### Provided material:

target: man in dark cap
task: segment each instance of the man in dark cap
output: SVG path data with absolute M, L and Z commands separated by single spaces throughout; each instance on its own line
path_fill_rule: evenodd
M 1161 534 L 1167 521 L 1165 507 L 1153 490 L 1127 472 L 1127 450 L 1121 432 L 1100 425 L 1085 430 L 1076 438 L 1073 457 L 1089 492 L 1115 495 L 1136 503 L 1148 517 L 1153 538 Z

### Description of the task:
Give the data above as a JSON list of strings, one string per line, leaving out any blank lines.

### Solution:
[
  "target: man in dark cap",
  "task: segment each instance of the man in dark cap",
  "output: SVG path data with absolute M, L and Z commands separated by single spaces throughout; each instance on its own line",
  "path_fill_rule: evenodd",
  "M 1161 534 L 1167 521 L 1165 507 L 1153 490 L 1127 472 L 1127 450 L 1121 432 L 1100 425 L 1085 430 L 1076 438 L 1073 457 L 1089 492 L 1115 495 L 1136 503 L 1148 517 L 1153 538 Z"
]